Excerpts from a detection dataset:
------------------------
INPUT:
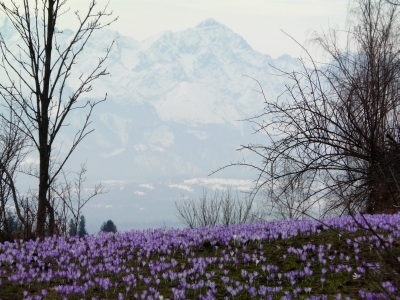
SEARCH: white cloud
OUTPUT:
[139,183,154,190]
[145,125,175,147]
[100,148,125,158]
[133,144,164,152]
[183,178,254,191]
[167,184,194,193]
[21,157,40,165]
[100,113,133,146]
[187,130,208,140]
[102,180,134,186]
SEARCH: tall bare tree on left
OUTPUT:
[0,0,118,238]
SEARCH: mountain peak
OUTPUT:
[196,18,222,28]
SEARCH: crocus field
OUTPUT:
[0,213,400,300]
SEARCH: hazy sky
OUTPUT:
[60,0,348,58]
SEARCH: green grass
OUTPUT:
[0,219,400,300]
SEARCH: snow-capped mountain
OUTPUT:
[0,19,299,231]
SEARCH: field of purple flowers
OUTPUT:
[0,214,400,300]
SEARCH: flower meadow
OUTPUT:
[0,214,400,300]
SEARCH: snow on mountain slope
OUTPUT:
[0,19,299,232]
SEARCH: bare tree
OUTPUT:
[212,0,400,218]
[50,163,108,235]
[261,161,321,220]
[0,103,30,240]
[0,0,117,238]
[175,188,264,228]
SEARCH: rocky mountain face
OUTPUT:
[0,15,299,233]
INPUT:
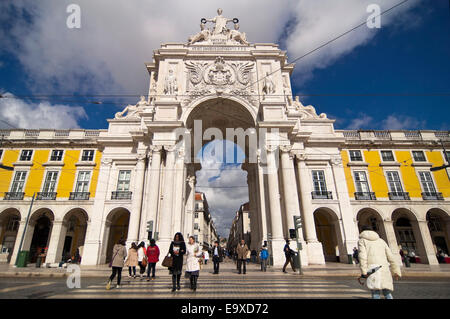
------------------------
SHORT TASK:
Copy out the lines of the entries above, beginning with the line that contains "SEARCH: hazy sky" and continuing through the end of the entries. Leave the pictures out of your answer.

PROBLEM SOLUTION:
SEARCH: hazy sky
OUTPUT:
[60,0,348,58]
SEARCH: green grass
OUTPUT:
[0,219,400,300]
SEARCH: snow-capped mountain
OUTPUT:
[0,19,299,231]
SEARCH: field of purple flowers
OUTPUT:
[0,214,400,300]
SEARCH: flower meadow
OUTPUT:
[0,214,400,300]
SEARCH: snow on mountain slope
OUTPUT:
[0,19,299,232]
SEARCH: bare tree
OUTPUT:
[212,0,400,218]
[50,163,108,235]
[261,161,321,220]
[0,103,30,240]
[0,0,117,238]
[175,188,264,228]
SEARCH: rocky mountain face
OUTPUT:
[0,15,299,233]
INPUT:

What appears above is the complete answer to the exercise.